[EXCERPTED PASSAGE]
◇ ◇ ◇ ◇ ◇

This Season of The Alienist Gave Daniel Bruhl Nightmares
The Alienist: Angel of Darkness is not a feel-good show. Far from the TV equivalent of comfort food, the New York City-set period thriller interrogates the worst of human nature. And yet, as the coronavirus pandemic continues to fester in the United States, the beautifully unsettling series is almost compulsively watchable. Something about a story filled with dread and yes, even gore, seems just about right for the summer of 2020. But that doesn't mean it won't still give you nightmares.
Much like season one of The Alienist, which premiered in 2018, Angel of Darkness follows a team of investigators: private detective Sara Howard (played by Dakota Fanning), New York Times reporter John Moore (Luke Evans), and the titular alienist (for the uninitiated, that's an old-school term for a psychologist) Dr. Laszlo Kreizler (portrayed by Daniel Brühl), as they work to solve a central crime—but the show's second chapter has a decidedly more feminine energy than its first.
Yes, Howard takes on more of a leadership role within the trio, and that's certainly part of it, but several of the crime's key suspects are also women, and the story revolves around a maternity hospital, and the kidnapping and murder of babies, an idea so inhumane it isn't often explored on television.
"I could tell from my wife's reaction that second season resonated much more than the first one," Brühl tells Town & Country. "Without criticizing the first season, obviously with her being a mother and me being a father of a little boy and expecting our second child to be born very soon, we were very touched by it."
Watching the series affected Brühl so intensely that he had nightmares.
"It was interesting, because I'm not that affected whilst I'm playing and acting it out, but when I watched, it really gave me a couple of nightmares because I was thinking of my own child," he says.
"That theme of losing a child, of motherhood, or fatherhood, respectively, and of babies being kidnapped is universal. And it's so horrible that I think more people will be touched, moved, and affected by it."
The sense of anxiety that permeates the new episodes is exactly what gives the show an allure right now.
The season also delves deeper into Kreizler's work in the fledgeling field of criminal psychology; Brühl's wife, Felicitas Rombold, who just so happens to be a real-life psychologist, was integral in his preparation for the new episodes.
"My wife is an alienist for real, so she always gave me great advice and things to read. And she also pushed me to do a hypnosis session," he says, explaining that that hypnosis plays a key role in the new episodes. "Somehow I never really believed in it, or I didn't dare to do it, so that was a good reason to try it."
The first time he went in for an appointment, he says, nothing happened. The second time, though, he visited an acclaimed hypnotist in Hungary, where the show films. "I could feel that something was happening," he says. "Still, I wasn't ready 100% to let loose, because I'm such a helpless control freak. So I guess if I do it another time, then maybe I would fully experienced it."

◇ ◇ ◇ ◇ ◇

[LISTED RECORDS]
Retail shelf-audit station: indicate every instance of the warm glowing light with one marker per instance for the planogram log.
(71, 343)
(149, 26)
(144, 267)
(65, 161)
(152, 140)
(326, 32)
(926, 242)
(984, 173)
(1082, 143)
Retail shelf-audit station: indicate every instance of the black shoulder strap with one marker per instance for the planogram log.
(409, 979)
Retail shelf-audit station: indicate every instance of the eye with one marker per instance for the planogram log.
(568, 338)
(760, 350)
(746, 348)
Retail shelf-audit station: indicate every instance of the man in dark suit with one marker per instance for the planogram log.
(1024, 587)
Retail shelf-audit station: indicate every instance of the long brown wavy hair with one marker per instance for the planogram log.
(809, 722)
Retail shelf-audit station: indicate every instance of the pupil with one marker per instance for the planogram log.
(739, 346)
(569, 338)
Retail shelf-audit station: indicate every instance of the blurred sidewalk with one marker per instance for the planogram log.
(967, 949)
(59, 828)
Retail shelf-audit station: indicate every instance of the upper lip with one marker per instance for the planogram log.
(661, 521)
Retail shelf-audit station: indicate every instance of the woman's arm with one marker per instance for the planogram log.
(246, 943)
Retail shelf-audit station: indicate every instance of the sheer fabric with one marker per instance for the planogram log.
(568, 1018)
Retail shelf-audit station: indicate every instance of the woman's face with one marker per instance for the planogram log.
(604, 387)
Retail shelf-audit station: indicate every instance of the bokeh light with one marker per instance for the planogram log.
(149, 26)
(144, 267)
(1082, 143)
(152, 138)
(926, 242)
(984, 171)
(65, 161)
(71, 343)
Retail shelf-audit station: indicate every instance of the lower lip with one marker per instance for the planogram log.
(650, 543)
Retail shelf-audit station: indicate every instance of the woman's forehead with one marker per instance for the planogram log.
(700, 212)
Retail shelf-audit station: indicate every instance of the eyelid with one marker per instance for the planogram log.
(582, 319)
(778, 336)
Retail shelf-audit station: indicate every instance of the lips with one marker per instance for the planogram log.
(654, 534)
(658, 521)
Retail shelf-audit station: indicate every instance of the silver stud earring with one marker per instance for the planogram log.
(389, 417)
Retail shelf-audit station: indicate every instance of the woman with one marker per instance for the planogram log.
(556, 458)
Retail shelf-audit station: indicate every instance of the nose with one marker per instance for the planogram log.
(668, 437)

◇ ◇ ◇ ◇ ◇

[REQUIRED ACTION] From the article on The Alienist, return the part that opens with the words containing "Yes, Howard takes" and closes with "explored on television.". The items are separate material and have no connection to the article on The Alienist.

[WRITTEN RESPONSE]
Yes, Howard takes on more of a leadership role within the trio, and that's certainly part of it, but several of the crime's key suspects are also women, and the story revolves around a maternity hospital, and the kidnapping and murder of babies, an idea so inhumane it isn't often explored on television.